====== EXERCISE INPUT
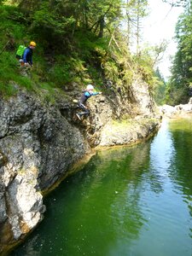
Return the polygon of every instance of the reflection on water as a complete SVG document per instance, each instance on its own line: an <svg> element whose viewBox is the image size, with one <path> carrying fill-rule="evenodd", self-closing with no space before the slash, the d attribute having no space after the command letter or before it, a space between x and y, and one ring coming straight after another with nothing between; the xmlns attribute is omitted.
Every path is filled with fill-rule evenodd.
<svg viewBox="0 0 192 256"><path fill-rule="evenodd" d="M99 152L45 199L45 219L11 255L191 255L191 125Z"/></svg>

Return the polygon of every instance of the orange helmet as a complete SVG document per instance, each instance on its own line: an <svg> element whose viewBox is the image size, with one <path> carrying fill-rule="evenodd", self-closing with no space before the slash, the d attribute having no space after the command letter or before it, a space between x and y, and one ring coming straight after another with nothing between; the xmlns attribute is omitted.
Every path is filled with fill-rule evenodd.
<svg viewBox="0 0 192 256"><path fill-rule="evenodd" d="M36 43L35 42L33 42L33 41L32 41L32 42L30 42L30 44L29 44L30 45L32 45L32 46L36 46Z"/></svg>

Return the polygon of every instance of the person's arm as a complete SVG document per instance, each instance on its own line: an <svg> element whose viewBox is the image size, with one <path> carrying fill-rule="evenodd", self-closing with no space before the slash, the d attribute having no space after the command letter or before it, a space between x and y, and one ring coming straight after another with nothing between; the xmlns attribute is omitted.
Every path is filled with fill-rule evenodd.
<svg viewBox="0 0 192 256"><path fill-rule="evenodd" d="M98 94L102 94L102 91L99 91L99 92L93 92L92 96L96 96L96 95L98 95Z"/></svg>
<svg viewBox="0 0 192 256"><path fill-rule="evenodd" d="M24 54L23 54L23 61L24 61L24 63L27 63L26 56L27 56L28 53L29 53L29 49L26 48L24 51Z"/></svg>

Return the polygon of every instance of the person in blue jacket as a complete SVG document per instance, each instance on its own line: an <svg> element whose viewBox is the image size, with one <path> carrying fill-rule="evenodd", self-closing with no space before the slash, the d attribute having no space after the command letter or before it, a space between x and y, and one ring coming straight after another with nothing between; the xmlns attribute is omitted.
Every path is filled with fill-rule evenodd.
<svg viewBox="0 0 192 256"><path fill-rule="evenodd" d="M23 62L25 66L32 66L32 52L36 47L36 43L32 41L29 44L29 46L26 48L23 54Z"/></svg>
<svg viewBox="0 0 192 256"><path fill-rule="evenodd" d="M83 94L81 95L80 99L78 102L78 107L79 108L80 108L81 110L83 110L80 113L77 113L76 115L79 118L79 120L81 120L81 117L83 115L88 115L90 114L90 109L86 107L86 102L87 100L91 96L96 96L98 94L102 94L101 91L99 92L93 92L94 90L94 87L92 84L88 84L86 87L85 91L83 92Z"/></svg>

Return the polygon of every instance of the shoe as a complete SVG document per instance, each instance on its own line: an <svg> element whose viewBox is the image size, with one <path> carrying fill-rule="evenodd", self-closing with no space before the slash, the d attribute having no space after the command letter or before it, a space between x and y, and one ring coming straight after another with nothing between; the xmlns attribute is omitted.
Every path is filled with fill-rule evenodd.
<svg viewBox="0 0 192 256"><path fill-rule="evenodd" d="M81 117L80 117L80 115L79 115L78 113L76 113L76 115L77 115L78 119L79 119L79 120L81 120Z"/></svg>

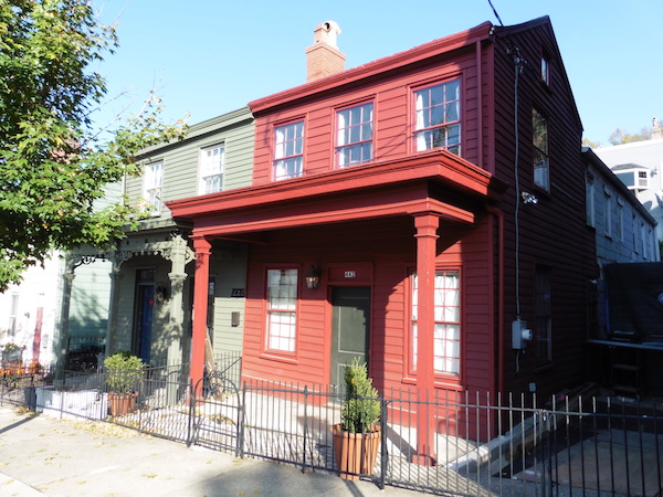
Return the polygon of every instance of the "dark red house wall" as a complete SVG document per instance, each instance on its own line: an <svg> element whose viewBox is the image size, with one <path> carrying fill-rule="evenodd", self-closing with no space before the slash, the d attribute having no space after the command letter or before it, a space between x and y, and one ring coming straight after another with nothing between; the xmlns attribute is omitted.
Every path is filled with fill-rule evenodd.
============
#### AIM OF THE EXERCISE
Give all the rows above as a JSON list of strings, one string per line, with blank lines left out. Leave the pictures out of the answer.

#### SOLUTION TO THE EXERCISE
[
  "Return the polygon of every instance of the reflection on water as a complete SVG document per instance, each instance on its own line: an <svg> element whose viewBox is the image size, with one <path> carrying fill-rule=\"evenodd\", self-closing with no space before the slash, the d attribute having no space after the command letter or before it, a space between x and y, and one ring coming straight after another with nothing between; the xmlns attribute is omitted.",
  "Every path is filled with fill-rule evenodd.",
  "<svg viewBox=\"0 0 192 256\"><path fill-rule=\"evenodd\" d=\"M99 152L45 199L45 219L11 255L191 255L191 125Z\"/></svg>",
  "Return the polygon of every instance of the orange helmet as a complete SVG document per instance, each instance on its own line: an <svg> element whose viewBox is the image size, with one <path> carrying fill-rule=\"evenodd\", self-closing with no space before the slash, the d attribute having no space after the command letter or before it, a space between x and y, and one ring coming straight after another with nothing between; the xmlns attribute is omitted.",
  "Every path is filled with fill-rule evenodd.",
  "<svg viewBox=\"0 0 192 256\"><path fill-rule=\"evenodd\" d=\"M36 43L35 42L33 42L33 41L32 41L32 42L30 42L30 44L29 44L30 45L32 45L32 46L36 46Z\"/></svg>",
  "Return the polygon of every instance of the person's arm as a complete SVG document per instance, each instance on its own line: an <svg> element whose viewBox is the image size, with one <path> carrying fill-rule=\"evenodd\", self-closing with no space before the slash, the d attribute having no space after the command letter or before it, a space between x and y, and one ring coming straight after another with nothing between; the xmlns attribute is omitted.",
  "Every path is filled with fill-rule evenodd.",
  "<svg viewBox=\"0 0 192 256\"><path fill-rule=\"evenodd\" d=\"M98 94L102 94L102 91L99 91L99 92L93 92L92 96L96 96L96 95L98 95Z\"/></svg>",
  "<svg viewBox=\"0 0 192 256\"><path fill-rule=\"evenodd\" d=\"M24 54L23 54L23 61L24 61L24 63L27 63L26 56L27 56L28 53L29 53L29 49L26 48L24 51Z\"/></svg>",
  "Return the polygon of every instance of the person in blue jacket as a complete SVG document per instance, each instance on its own line: an <svg> element whose viewBox is the image size, with one <path> carrying fill-rule=\"evenodd\", self-closing with no space before the slash, the d attribute having no space after the command letter or before it, a space between x and y, and one ring coming straight after another with nothing between; the xmlns attribute is omitted.",
  "Every path is filled with fill-rule evenodd.",
  "<svg viewBox=\"0 0 192 256\"><path fill-rule=\"evenodd\" d=\"M23 62L25 66L32 66L32 52L36 47L36 43L32 41L29 44L29 46L26 48L23 54Z\"/></svg>",
  "<svg viewBox=\"0 0 192 256\"><path fill-rule=\"evenodd\" d=\"M83 94L81 95L80 99L78 102L78 107L79 108L80 108L81 110L83 110L80 113L77 113L76 115L79 118L79 120L81 120L81 117L83 115L88 115L90 114L90 109L86 107L86 102L87 100L91 96L96 96L98 94L102 94L101 91L99 92L93 92L94 90L94 87L92 84L88 84L86 87L85 91L83 92Z\"/></svg>",
  "Return the polygon of every instance of the shoe as a complete SVG document per instance, each instance on its own line: an <svg> element whose viewBox is the image size, with one <path> carrying fill-rule=\"evenodd\", self-closing with no space before the slash, the d attribute having no space after the command letter or before it, a space between x and y, and one ring coming straight after another with nothing between; the xmlns attribute is omitted.",
  "Every path is filled with fill-rule evenodd.",
  "<svg viewBox=\"0 0 192 256\"><path fill-rule=\"evenodd\" d=\"M81 117L80 117L80 115L79 115L78 113L76 113L76 115L77 115L78 119L79 119L79 120L81 120Z\"/></svg>",
  "Return the polygon of every instance of the \"dark red house wall\" as a complete SVG document per instance, each instance on its own line: an <svg> element whose viewBox is the image size, with one <path> carrying fill-rule=\"evenodd\", self-closing with no space before the slash, the d attribute having no space after the command letter or before it, a space between x and y, and one ring coming straight after another with nothing between; the xmlns attribute is omitted.",
  "Every path is filled with fill-rule evenodd."
]